Competition is very high at the local, regional, national, and global levels, and the company competes with other large multinational companies such as CBRE (CBRE), Jones Lang LaSalle (JLL), Cushman & Wakefield (CWK), Savills and Colliers International (OTCPK:SVLPF), and more specialized companies such as Marcus & Millichap (MMI), Eastdil Secured, and Walker & Dunlop (WD). It also competes with outsourcing companies and internal corporate real estate departments, institutional lenders, insurance companies, investment banking firms, and accounting and consulting firms in various parts of the business. Despite recent consolidation, the industry remains highly fragmented and highly competitive.
Expectations From Other Financial Analysts
The estimates from other market analysts are optimistic. They include sales growth in 2024 and 2025, operating margin growth, and FCF growth. Newmark would deliver 2025 net sales of $2.804 billion, 2025 EBITDA of $562 million, EBIT close to $457 million, and net income of $174 million with 2025 EPS close to $0.64 per share.
It is also worth noting that free cash flow is expected to double from 2023. FCF would go from $96 million in 2023 to around 207 million in 2025. It means that the FCF margin would be close to 7.3% in 2025. With these figures and also taking into account the current EV/Sales, EV/EBITDA, and EV/FCF ratio, I believe that Newmark is a stock to study carefully.
In the 10-Q, Newmark reported a significant increase in the total amount of assets driven by an increase in the total amount of loans held for sale. Cash in hand decreased, and management received some money for warehouse facilities collateralized by U.S. government sponsored enterprises.
As of March 31, 2022, cash stood at $210 million, with restricted cash worth $83 million and loans held for sale, at fair value close to $434 million. Also, with receivables of $527 million, total current assets stood at $1.3 billion. The total amount of current liabilities is larger than the total current amount of assets, which is not ideal.
Newmark also reported goodwill worth $705 million, mortgage servicing rights of $568 million, and loans, forgivable loans, and other receivables from employees and partners of $500 million. Finally, with right-of-use assets close to $658 million and fixed assets worth $170 million, total assets stood at $4.4 billion. The asset/liability ratio is equal to more than 1x, so I believe that Newmark reported a stable financial situation.

::::::

Please copy word for word the portion of the Newmark analysis between "Expectations From Other" and "to $0.64 per share.", inclusive.

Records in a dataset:
::::::

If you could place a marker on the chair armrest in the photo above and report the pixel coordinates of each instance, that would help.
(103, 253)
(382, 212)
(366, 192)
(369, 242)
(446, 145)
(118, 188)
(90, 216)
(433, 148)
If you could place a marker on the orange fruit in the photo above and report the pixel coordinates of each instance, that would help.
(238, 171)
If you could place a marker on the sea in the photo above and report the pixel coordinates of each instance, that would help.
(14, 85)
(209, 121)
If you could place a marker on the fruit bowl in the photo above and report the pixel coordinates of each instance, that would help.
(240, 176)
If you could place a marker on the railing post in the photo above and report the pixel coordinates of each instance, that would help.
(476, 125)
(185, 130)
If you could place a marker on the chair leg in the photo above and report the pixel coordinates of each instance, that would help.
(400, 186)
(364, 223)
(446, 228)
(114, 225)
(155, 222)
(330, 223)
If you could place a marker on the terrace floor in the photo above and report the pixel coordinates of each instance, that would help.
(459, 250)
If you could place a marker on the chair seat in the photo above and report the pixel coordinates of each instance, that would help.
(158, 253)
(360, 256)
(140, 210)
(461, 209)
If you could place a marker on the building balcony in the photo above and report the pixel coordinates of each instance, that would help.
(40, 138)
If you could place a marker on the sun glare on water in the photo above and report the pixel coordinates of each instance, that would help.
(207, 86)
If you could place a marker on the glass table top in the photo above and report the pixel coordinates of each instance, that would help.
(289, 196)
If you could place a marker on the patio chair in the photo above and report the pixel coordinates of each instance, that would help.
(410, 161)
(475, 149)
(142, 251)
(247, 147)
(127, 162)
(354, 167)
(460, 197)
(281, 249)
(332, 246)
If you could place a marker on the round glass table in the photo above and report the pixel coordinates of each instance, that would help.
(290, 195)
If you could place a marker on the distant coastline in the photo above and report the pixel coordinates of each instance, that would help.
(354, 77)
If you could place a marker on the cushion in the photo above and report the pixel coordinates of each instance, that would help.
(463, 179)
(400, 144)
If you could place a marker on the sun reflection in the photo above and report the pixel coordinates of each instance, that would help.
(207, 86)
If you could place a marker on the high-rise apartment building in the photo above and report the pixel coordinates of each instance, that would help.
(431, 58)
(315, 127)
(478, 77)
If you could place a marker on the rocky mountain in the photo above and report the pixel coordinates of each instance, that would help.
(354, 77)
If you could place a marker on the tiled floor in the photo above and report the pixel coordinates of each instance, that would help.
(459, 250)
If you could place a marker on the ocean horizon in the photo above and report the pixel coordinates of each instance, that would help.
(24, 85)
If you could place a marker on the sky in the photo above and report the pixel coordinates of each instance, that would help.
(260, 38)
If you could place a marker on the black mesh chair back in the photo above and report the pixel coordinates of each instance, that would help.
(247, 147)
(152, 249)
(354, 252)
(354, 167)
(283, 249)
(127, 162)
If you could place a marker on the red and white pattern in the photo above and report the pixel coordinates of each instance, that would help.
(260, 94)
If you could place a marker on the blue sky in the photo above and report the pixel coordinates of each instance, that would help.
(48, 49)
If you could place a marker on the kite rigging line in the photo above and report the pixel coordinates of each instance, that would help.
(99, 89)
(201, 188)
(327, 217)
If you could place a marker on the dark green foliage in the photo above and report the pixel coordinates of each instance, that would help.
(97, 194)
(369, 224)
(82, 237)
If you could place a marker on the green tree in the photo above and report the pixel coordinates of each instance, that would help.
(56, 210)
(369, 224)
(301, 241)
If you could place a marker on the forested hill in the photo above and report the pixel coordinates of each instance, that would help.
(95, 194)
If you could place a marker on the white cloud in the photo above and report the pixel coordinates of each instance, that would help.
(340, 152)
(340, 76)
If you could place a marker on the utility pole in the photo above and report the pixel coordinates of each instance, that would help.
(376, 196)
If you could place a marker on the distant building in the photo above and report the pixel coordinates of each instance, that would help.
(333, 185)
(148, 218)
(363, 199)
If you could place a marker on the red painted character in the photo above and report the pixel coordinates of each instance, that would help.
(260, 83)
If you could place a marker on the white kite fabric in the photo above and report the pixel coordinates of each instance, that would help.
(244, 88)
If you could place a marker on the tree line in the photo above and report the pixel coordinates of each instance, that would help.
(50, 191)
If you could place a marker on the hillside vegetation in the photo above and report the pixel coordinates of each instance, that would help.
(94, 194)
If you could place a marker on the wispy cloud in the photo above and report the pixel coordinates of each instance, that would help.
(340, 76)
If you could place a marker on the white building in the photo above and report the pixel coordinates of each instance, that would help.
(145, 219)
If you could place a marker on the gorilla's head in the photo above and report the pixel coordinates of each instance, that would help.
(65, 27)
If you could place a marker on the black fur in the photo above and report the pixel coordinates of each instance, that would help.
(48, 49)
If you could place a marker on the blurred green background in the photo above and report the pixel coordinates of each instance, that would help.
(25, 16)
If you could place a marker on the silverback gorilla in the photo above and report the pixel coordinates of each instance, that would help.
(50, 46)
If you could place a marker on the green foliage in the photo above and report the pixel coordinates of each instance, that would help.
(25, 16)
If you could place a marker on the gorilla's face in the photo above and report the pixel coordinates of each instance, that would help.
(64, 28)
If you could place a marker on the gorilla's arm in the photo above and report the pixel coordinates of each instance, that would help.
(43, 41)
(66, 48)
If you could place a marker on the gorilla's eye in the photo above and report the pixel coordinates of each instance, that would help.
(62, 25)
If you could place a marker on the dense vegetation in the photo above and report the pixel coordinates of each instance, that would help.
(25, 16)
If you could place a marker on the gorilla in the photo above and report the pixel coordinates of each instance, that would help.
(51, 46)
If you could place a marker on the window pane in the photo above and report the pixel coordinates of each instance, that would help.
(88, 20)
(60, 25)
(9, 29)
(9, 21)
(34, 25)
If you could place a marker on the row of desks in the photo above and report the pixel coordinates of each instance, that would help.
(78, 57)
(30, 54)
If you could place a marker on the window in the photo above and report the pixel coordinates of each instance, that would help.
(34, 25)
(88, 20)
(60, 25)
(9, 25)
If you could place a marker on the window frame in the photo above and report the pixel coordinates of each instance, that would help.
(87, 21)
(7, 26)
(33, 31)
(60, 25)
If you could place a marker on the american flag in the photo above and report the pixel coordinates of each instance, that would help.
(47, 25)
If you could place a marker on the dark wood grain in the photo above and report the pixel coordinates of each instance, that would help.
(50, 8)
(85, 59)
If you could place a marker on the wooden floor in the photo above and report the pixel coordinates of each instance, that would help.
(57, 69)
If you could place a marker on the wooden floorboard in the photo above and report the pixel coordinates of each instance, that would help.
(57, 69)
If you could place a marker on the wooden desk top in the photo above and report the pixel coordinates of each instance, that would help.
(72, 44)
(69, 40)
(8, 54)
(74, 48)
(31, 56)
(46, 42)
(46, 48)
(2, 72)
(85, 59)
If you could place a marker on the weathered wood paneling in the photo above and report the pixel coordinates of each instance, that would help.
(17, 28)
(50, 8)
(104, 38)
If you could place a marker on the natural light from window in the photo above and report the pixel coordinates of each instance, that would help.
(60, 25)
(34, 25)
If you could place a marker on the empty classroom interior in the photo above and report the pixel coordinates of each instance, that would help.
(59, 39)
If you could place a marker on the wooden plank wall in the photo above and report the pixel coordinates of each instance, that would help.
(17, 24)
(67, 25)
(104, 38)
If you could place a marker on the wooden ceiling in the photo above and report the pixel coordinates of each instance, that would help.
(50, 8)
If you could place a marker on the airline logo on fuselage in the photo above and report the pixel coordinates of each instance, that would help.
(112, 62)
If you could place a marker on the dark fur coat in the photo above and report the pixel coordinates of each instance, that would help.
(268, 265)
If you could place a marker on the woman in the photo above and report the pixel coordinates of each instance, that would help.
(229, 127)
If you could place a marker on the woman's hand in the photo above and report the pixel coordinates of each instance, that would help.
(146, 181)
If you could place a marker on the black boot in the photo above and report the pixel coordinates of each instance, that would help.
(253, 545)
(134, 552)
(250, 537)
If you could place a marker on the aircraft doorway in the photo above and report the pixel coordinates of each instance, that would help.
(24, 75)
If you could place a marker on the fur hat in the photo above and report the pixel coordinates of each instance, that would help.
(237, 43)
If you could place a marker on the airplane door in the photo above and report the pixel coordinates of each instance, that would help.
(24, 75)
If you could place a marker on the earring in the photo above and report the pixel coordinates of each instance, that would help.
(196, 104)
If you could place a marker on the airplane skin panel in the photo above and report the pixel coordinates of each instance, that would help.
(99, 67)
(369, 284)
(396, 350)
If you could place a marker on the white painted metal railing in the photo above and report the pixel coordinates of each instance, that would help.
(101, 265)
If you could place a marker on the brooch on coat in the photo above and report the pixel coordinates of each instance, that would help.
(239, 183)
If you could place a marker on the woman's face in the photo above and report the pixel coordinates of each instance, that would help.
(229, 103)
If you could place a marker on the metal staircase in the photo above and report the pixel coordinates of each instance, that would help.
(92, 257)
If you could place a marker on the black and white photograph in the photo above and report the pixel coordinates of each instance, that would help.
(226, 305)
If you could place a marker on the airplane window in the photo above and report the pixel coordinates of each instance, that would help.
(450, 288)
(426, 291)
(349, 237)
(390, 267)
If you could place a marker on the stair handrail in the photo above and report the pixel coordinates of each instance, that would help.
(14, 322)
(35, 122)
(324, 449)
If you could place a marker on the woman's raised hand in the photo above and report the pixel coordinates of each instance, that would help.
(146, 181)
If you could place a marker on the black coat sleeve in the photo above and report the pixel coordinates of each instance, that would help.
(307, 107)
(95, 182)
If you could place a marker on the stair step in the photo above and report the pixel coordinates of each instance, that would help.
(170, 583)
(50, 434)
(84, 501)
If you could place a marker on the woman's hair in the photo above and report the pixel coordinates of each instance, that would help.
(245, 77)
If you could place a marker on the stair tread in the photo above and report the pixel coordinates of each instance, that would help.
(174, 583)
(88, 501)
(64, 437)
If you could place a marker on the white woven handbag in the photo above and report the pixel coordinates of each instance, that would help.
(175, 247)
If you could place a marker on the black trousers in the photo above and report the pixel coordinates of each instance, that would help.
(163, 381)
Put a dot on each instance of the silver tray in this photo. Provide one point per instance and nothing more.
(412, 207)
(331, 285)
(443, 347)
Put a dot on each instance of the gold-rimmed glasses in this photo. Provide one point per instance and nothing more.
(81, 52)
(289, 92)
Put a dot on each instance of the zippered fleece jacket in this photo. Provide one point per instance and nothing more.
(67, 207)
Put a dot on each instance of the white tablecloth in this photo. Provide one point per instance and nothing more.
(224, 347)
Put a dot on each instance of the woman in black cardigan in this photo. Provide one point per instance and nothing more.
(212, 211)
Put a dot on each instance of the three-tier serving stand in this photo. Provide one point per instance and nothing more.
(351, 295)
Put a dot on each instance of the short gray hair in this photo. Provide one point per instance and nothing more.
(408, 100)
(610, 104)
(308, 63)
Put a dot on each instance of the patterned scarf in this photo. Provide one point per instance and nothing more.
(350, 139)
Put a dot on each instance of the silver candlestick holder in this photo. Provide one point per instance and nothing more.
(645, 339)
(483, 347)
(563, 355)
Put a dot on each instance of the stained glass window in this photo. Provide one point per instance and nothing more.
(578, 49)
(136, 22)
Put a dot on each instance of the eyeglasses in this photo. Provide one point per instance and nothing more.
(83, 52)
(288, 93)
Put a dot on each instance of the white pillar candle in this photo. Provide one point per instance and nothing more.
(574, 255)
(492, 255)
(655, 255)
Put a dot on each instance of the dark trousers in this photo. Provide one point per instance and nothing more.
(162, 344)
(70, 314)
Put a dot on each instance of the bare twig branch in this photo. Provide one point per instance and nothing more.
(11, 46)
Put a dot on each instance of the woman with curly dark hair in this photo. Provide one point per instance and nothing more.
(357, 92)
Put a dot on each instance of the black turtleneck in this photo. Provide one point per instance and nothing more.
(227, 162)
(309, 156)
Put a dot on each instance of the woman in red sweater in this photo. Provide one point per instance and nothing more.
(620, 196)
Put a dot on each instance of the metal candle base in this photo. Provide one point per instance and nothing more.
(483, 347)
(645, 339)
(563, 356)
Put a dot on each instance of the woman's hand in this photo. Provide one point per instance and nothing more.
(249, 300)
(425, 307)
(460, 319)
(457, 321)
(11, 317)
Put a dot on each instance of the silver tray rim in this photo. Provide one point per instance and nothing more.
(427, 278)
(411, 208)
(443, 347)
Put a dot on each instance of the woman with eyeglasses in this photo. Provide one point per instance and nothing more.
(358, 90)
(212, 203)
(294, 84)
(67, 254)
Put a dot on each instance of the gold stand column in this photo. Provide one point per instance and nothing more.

::::::

- _The reply_
Expectations From Other Financial Analysts
The estimates from other market analysts are optimistic. They include sales growth in 2024 and 2025, operating margin growth, and FCF growth. Newmark would deliver 2025 net sales of $2.804 billion, 2025 EBITDA of $562 million, EBIT close to $457 million, and net income of $174 million with 2025 EPS close to $0.64 per share.